** Begin Records for this exercise **

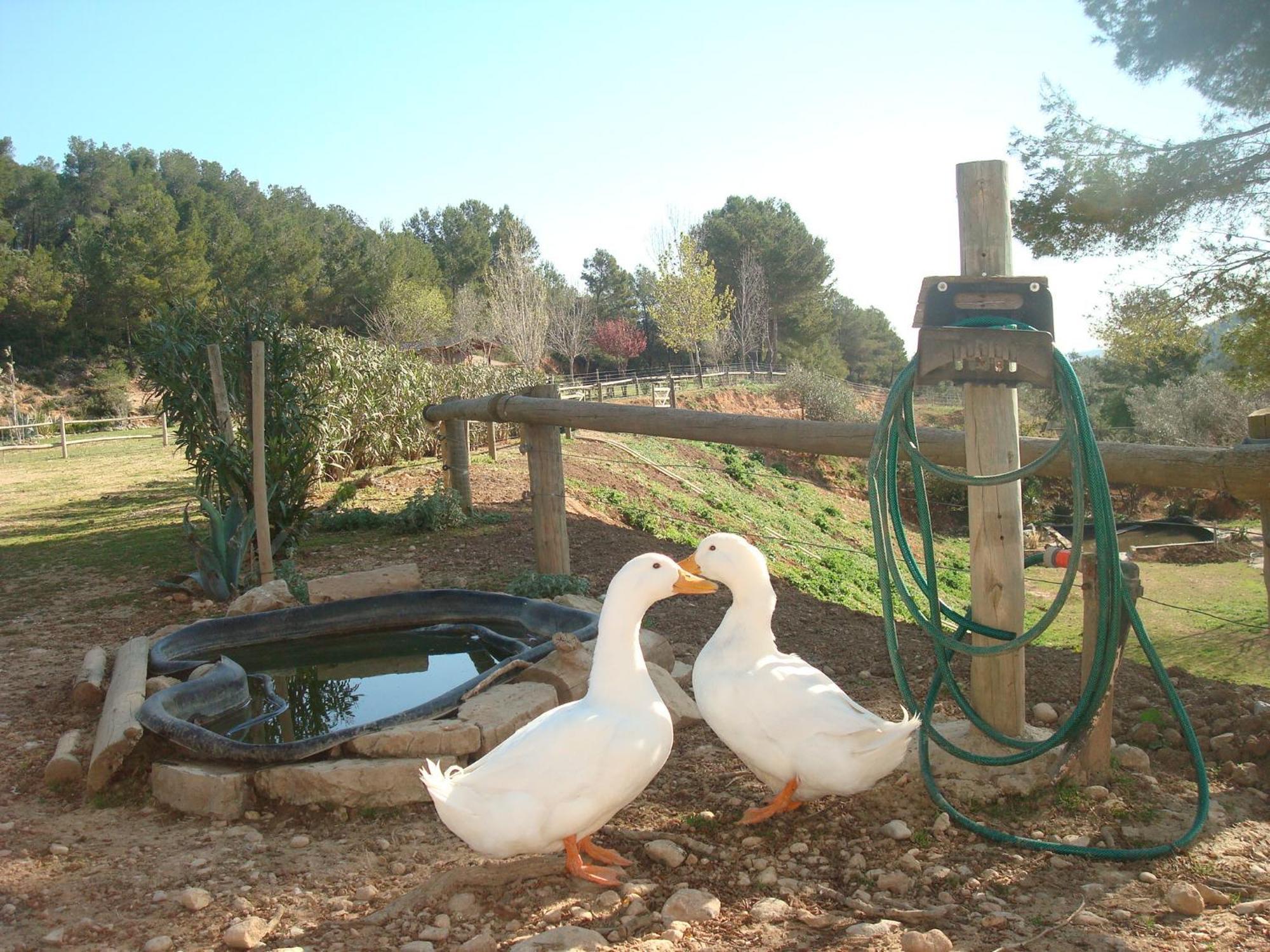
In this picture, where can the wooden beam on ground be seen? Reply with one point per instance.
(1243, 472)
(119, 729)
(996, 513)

** End Records for this exercise **
** Begin Records for this exercise **

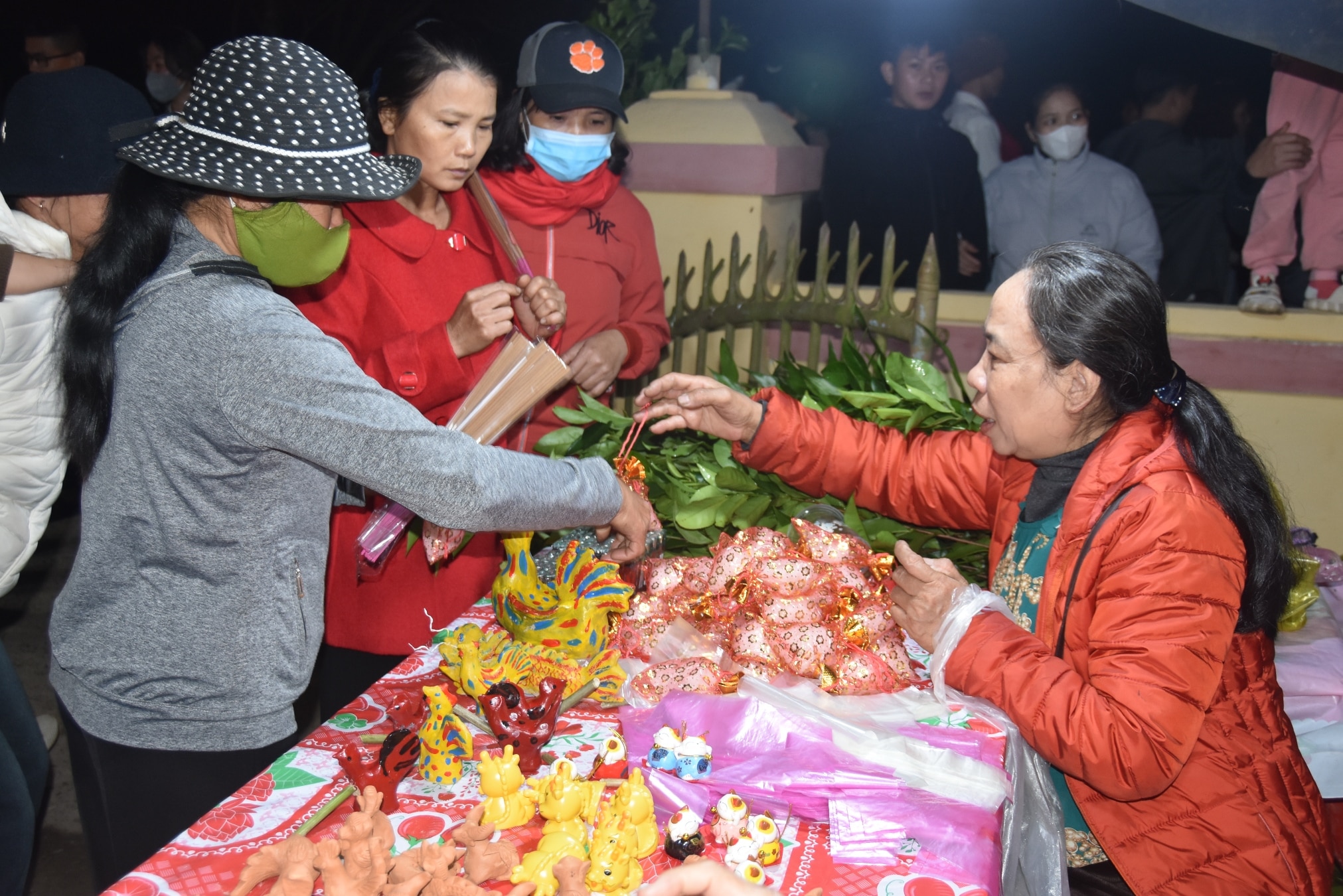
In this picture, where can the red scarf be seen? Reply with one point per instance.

** End Records for this exercise **
** Begin Records for this exercise **

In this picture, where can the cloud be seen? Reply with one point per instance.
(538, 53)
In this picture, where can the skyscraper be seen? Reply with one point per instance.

** End Records for this exercise **

[Request] Reproduce the entries word for word, from the line containing "In this picture, where can the cloud" through the line containing "In this picture, where can the skyscraper", with both of those lines included.

[Final answer]
In this picture, where can the cloud be seen? Reply with one point per instance.
(538, 53)
In this picture, where can the skyscraper be seen? Reply with one point per instance.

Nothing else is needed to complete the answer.